Task objective = Reproduce every one of the rows below verbatim, keeping their original order.
##### Records for the exercise
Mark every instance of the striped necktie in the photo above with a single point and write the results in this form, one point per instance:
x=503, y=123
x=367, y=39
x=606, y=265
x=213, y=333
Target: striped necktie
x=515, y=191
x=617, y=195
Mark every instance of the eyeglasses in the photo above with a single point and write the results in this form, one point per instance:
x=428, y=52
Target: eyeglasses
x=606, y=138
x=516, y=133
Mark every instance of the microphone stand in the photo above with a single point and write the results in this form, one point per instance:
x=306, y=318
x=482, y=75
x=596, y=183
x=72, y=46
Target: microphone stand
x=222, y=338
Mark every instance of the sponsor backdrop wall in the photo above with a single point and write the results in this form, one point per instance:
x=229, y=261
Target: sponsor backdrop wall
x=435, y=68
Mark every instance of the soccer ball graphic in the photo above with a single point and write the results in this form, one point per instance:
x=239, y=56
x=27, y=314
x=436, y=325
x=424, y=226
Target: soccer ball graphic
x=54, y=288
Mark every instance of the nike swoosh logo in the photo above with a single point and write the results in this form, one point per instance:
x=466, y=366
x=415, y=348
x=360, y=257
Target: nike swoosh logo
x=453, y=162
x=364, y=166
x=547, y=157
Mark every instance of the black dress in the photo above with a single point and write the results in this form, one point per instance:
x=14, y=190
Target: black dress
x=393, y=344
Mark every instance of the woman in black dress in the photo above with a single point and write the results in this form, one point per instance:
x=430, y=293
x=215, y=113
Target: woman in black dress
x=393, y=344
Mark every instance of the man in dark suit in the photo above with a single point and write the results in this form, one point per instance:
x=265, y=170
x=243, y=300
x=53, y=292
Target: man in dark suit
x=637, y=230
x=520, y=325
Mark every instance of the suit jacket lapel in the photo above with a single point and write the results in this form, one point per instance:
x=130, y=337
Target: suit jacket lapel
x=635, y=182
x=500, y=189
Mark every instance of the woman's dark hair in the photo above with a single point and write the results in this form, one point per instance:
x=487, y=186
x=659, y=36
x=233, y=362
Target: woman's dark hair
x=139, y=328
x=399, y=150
##########
Output for this exercise =
Mark every instance of the striped necktie in the photo above with a single point and write the results in this form, one point per instance:
x=503, y=123
x=367, y=39
x=606, y=265
x=213, y=333
Target: striped necktie
x=515, y=191
x=617, y=195
Mark every instance of the eyeglasses in the photo above with a single point and write the results in this form, one point per instance:
x=428, y=52
Target: eyeglasses
x=606, y=138
x=516, y=133
Mark every instance of the microphone stand in the photo above with a single point and write the results in this form, one point per instance:
x=306, y=318
x=482, y=75
x=596, y=183
x=72, y=46
Target: microphone stand
x=222, y=338
Mark every instance of the sponsor backdrop wall in the photo above with a single point and write the results in this form, one point per instance:
x=229, y=261
Target: sponsor backdrop wall
x=435, y=68
Mark every instance of the soccer ball graphic in the photo above with a single point and write the results in this form, one point per instance:
x=239, y=56
x=27, y=314
x=436, y=325
x=424, y=226
Target: soccer ball graphic
x=54, y=288
Mark every instance of the nike swoosh logo in the photo above with a single point and write the results in this form, one point per instance:
x=466, y=366
x=415, y=348
x=360, y=257
Target: nike swoosh logo
x=453, y=162
x=364, y=166
x=547, y=157
Mark every instance of the black dress in the photo above with a single point and write the results in this form, one point per instance:
x=14, y=190
Target: black dress
x=393, y=344
Mark every instance of the woman in black dress in the photo above with a single point and write the results in this form, one point per instance:
x=430, y=293
x=215, y=113
Target: woman in black dress
x=393, y=344
Mark every instance of the man in dark suit in the photo above with a single point and write the results in this form, one point per instance:
x=265, y=170
x=243, y=300
x=53, y=292
Target: man in dark suit
x=637, y=230
x=520, y=325
Mark every instance of the suit jacket lapel in the photo above with a single point and write the results in this form, one point per instance:
x=130, y=337
Target: suit jacket lapel
x=635, y=182
x=500, y=189
Mark every instance of the woman's dark hair in the photo above with a single point and write the results in this form, one point per instance:
x=487, y=186
x=659, y=36
x=233, y=362
Target: woman's dark hair
x=139, y=328
x=399, y=150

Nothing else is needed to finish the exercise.